WHAT YOU WILL DO =>
Give the number of lines below that contain the word "plastic", and nothing else.

Data extracted from a collection =>
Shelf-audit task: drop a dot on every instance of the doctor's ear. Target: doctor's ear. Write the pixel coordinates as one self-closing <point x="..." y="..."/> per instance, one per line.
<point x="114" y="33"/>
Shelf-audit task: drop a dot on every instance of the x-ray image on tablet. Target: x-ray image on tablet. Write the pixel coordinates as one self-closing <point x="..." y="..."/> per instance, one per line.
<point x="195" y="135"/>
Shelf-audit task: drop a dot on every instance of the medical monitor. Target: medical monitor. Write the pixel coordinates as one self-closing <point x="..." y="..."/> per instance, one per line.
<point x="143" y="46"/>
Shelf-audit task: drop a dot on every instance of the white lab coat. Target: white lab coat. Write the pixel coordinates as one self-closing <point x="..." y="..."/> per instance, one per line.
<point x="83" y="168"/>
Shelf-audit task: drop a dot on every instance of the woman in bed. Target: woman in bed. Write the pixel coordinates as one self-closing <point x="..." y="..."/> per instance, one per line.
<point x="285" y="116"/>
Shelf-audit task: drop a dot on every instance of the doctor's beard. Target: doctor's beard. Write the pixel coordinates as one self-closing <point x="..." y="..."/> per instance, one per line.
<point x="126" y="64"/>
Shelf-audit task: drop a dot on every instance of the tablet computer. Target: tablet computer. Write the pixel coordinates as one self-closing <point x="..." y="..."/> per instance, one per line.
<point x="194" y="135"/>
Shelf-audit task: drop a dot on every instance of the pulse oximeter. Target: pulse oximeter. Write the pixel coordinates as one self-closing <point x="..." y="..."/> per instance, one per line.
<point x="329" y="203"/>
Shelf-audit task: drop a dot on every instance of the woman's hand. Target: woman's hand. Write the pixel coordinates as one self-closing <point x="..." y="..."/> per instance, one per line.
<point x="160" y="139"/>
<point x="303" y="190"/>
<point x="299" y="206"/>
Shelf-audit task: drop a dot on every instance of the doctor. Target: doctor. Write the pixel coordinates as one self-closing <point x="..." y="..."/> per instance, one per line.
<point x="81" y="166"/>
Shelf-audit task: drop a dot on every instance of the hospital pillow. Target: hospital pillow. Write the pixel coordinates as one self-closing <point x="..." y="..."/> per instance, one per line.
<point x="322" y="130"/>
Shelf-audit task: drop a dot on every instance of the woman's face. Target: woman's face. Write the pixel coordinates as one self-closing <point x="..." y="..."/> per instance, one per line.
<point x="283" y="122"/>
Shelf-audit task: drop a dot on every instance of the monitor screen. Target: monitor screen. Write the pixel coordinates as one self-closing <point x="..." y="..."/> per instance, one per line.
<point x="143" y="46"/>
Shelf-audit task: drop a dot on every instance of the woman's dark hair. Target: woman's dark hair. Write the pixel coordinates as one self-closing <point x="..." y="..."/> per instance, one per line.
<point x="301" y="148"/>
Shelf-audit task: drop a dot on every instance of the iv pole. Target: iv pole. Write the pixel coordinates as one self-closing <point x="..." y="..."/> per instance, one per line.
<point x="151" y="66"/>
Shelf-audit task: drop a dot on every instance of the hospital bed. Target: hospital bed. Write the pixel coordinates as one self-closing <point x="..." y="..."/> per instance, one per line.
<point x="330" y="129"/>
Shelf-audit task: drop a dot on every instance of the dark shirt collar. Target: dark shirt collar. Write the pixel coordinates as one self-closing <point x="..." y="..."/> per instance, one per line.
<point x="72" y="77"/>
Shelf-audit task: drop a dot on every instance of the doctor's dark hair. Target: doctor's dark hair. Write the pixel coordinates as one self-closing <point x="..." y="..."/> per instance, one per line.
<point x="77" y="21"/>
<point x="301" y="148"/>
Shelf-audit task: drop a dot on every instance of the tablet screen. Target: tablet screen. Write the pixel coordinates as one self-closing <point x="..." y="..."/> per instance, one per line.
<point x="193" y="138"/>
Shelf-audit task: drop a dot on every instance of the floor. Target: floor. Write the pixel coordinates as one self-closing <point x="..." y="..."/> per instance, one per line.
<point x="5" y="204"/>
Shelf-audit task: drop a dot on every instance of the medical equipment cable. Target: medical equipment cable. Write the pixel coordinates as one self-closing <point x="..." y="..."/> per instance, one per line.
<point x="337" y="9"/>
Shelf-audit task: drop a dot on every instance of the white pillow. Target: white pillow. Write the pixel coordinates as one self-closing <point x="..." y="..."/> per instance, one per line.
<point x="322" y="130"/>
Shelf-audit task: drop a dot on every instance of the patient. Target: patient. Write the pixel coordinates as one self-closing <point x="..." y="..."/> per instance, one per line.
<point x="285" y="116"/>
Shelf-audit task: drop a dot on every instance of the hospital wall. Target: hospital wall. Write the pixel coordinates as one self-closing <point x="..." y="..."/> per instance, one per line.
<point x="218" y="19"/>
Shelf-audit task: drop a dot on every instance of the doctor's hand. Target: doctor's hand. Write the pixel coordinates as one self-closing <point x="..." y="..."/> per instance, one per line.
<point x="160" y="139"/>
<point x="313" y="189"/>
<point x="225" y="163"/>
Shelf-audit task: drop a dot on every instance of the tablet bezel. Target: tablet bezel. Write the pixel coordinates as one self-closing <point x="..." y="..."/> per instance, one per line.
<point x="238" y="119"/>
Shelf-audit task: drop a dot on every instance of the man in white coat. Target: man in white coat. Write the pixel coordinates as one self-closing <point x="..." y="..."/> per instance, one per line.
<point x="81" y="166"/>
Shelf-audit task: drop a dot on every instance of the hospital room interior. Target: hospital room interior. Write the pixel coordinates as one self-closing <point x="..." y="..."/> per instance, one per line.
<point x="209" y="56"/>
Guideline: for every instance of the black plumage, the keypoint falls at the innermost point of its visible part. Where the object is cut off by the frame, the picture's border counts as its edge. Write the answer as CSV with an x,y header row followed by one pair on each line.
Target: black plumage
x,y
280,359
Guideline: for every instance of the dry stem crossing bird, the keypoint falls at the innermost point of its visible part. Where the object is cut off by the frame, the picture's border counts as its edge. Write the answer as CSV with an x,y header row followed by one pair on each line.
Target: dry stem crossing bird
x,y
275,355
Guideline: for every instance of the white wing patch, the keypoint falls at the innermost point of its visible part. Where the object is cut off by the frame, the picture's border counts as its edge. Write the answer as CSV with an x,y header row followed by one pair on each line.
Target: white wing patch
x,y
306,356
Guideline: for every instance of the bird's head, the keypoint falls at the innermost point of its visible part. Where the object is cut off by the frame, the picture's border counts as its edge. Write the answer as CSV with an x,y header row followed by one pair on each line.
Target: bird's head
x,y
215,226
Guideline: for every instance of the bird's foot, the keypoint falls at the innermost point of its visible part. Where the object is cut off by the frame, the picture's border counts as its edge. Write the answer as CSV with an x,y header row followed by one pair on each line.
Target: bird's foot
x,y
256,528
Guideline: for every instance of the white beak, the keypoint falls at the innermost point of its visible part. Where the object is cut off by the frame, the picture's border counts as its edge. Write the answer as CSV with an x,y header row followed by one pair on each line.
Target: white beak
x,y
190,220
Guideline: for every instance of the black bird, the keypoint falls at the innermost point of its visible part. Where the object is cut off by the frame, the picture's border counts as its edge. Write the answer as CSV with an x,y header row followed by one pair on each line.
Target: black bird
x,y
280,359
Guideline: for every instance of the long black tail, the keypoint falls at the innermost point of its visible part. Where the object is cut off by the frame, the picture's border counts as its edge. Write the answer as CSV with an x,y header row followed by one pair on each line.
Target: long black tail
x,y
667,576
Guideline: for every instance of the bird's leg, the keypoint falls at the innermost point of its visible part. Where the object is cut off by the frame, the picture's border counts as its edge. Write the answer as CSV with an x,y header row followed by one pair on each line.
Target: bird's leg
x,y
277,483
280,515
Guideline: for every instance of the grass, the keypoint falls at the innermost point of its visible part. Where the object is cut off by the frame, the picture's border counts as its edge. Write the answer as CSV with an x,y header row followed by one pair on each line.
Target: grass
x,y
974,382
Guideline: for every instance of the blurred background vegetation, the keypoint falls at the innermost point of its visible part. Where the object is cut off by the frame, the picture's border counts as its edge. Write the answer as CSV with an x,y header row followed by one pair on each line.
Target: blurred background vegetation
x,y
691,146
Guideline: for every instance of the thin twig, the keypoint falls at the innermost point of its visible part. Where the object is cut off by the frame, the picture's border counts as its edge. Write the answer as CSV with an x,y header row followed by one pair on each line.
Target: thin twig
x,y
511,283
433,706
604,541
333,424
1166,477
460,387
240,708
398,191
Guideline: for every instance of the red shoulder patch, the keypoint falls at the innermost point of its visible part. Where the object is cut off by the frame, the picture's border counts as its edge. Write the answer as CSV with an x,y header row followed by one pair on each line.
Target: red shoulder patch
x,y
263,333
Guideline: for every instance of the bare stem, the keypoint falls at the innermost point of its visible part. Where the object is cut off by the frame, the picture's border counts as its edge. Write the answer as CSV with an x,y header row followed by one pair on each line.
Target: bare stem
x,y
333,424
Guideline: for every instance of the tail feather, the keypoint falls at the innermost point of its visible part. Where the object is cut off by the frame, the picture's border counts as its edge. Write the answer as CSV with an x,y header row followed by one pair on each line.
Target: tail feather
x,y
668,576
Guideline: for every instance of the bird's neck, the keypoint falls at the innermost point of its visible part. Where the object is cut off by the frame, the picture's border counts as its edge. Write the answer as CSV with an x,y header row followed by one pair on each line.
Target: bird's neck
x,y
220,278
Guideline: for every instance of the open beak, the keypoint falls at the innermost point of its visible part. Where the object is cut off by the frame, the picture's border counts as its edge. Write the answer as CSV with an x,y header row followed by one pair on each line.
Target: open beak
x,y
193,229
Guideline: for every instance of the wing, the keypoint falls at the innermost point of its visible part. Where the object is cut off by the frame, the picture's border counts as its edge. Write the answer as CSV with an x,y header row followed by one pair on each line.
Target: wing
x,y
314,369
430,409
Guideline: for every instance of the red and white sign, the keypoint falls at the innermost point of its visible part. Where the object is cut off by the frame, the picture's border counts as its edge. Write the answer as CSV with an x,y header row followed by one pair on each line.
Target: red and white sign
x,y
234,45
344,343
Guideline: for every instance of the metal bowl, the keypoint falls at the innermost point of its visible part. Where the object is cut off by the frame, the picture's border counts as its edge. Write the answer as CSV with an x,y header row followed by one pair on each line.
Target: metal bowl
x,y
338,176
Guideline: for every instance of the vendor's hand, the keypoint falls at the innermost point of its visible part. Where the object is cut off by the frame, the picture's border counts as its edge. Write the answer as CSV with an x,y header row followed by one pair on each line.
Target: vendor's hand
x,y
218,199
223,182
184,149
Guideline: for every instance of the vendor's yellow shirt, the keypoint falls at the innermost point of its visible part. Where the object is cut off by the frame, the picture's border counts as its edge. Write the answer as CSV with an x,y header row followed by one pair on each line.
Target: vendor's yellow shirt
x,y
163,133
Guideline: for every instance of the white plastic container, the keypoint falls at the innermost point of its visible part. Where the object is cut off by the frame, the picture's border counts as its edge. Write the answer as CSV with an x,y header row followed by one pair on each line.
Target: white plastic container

EXPECTED ANSWER =>
2